2008-06-21 15:39:02 | 02 華麗な生活

東西二つの横堀川、北に土佐堀川そして南に長堀川と
あわせて四つの川で囲まれた四角の土地を船場と呼ぶ。
戦前の大阪商人にとって船場の中に店を持つことこそが、
ホンモノであり、四本の川の一歩でも外に出たら、そこは
船場のダンさんや御寮んはんから、見下げられる場所で
あった。ここらの機微は、山崎豊子さんの初期の作品に
詳しい。

船場は北から数えて、北浜、今橋、高麗橋、伏見町、道修町
と続くのであるが、高麗橋と堺筋の交差する位置に三越があり、
高麗橋通りには三井財閥系の会社が立ち並んでいた。
三井銀行や三井生命などと共に、東洋棉花の本社も、
この通りにあって、ボクは昭和三二年にその新入社員となった。
三井物産の再合同は未だ果たされていなかった。

目の前に当時は一軒だけの吉兆があり、夕方になると、
まだ数が少ない黒塗りの高級車がズラリと道を占拠した
ものであった。
先ほど述べた道の順番だが、今橋と高麗橋の間に、実は
もう一本の小路があって、正式名なのかどうか知らぬが、
浮世小路と呼ばれていた。人通りも少なく、車などが走る
ことなんか、まるでなかった。この一帯は幸いにも空襲の
被害を免れていた。
遠方から眺めても、三越と東洋棉花の両ビルが目立った。

▸ 元資料:
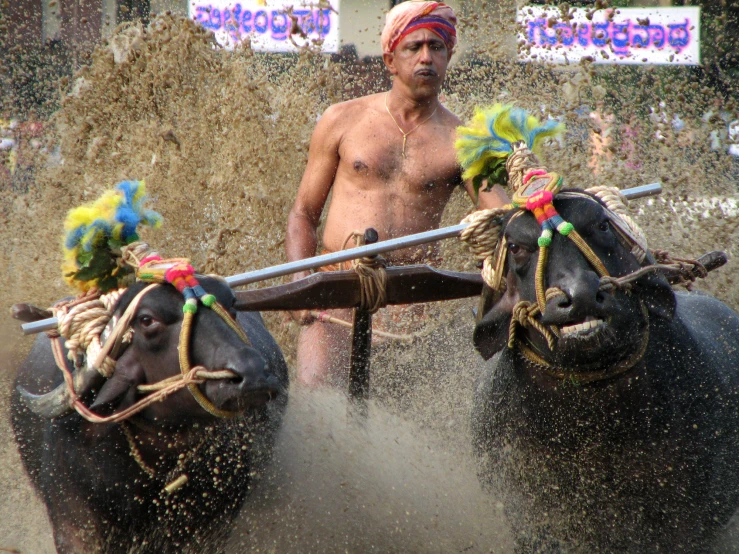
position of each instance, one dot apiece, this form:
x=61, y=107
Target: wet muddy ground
x=221, y=140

▸ 設問一覧:
1) 上記の船場に関する抜粋から、「三井銀行や三井生命などと共に、東洋棉花の本社も、」を起点とし、「遠方から眺めても、三越と東洋棉花の両ビルが目立った。」を含むところまでを一字一句違えずに引用せよ。
2) 船場に関する抜粋をもとに、次の各問に答えよ。
(a) 船場を囲む四つの川のうち、北側と南側の川はそれぞれ何か。
(b) 筆者が東洋棉花の新入社員となったのは昭和何年か。
(c) 今橋と高麗橋の間にある小路は何と呼ばれていたか。

▸ 設問別解答:
1)
三井銀行や三井生命などと共に、東洋棉花の本社も、
この通りにあって、ボクは昭和三二年にその新入社員となった。
三井物産の再合同は未だ果たされていなかった。

目の前に当時は一軒だけの吉兆があり、夕方になると、
まだ数が少ない黒塗りの高級車がズラリと道を占拠した
ものであった。
先ほど述べた道の順番だが、今橋と高麗橋の間に、実は
もう一本の小路があって、正式名なのかどうか知らぬが、
浮世小路と呼ばれていた。人通りも少なく、車などが走る
ことなんか、まるでなかった。この一帯は幸いにも空襲の
被害を免れていた。
遠方から眺めても、三越と東洋棉花の両ビルが目立った。

2)
(a) 北側は土佐堀川、南側は長堀川。
(b) 昭和三二年。
(c) 浮世小路。